- _Document extract_:
──────────
What Marchett and other big farmers in this area are doing would seem unbelievable to Brazilian farmers from the 1960s or 1970s, when this countryside of wide, spiky grasses, palm trees and red soils was seen as fit for nothing but cattle grazing.
But pastureland here is rapidly being turned over to crop production, converting steadily declining livestock carrying capacity into prime soybean producing areas.
Understanding this revolution is key to understanding the incredible growth of Brazilian soybean production, says Chris Ward, another large farmer in the Rondonopolis area of southeastern Mato Grosso, who immigrated to Brazil from New Zealand. Many people outside Brazil seem to believe its soybeans are coming from plowed-down Amazon rainforest, Ward said, but the reality is far different.
Brazilians don’t need and don’t want to plow down rainforests with unsuitable soil when they have tens of millions of acres of pasture in front of them. If Brazilians didn’t clear another acre, they would still produce more each year as their farmers realize how to better use their land.
“We don’t need more land,” said Ward, who plans to plant 25,000 acres of soybeans in the next summer crop, which will be planted in what Canadians consider the fall of 2004.
“Why would you want to pay to clear forest when you have at least 50 million hectares (125 million acres) of impoverished pasture that can come into crop?”
──────────
- _Information supplied_:
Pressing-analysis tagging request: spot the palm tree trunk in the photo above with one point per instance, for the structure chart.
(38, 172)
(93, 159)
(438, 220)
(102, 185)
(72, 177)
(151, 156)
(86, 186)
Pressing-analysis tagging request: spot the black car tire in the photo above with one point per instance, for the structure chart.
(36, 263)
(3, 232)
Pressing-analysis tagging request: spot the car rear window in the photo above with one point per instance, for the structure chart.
──────────
- _Stated exercise A_: Please list every geographic place name in the passage on Brazilian soybean farming, giving each one only once.
- _Stated exercise B_: Transcribe the section of the passage on Brazilian soybean farming that opens with the words containing "Brazilians don’t need" and closes with "fall of 2004.".
Work only from the passage on Brazilian soybean farming, not from the data.

- _Task output A_:
Brazil
Rondonopolis
Mato Grosso
New Zealand
Amazon

- _Task output B_:
Brazilians don’t need and don’t want to plow down rainforests with unsuitable soil when they have tens of millions of acres of pasture in front of them. If Brazilians didn’t clear another acre, they would still produce more each year as their farmers realize how to better use their land.
“We don’t need more land,” said Ward, who plans to plant 25,000 acres of soybeans in the next summer crop, which will be planted in what Canadians consider the fall of 2004.